▸ DATA PROVIDED:
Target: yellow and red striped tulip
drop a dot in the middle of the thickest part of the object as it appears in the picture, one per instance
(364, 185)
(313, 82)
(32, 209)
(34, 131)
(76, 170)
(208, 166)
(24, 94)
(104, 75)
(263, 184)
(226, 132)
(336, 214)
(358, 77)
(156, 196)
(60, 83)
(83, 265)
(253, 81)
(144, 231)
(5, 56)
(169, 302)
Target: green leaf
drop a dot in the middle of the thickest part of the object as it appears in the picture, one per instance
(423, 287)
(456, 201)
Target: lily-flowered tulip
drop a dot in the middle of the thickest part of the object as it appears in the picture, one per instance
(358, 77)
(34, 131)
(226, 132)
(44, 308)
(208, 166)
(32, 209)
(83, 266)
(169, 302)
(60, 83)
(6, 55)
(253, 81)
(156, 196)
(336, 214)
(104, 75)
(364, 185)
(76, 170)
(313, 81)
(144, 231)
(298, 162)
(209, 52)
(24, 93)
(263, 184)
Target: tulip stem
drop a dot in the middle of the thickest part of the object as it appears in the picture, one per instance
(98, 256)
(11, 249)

▸ TASK:
Report how many lines of the entries hold the word "tulip". Nothing else is needed.

▸ RESPONSE TO THE TASK:
3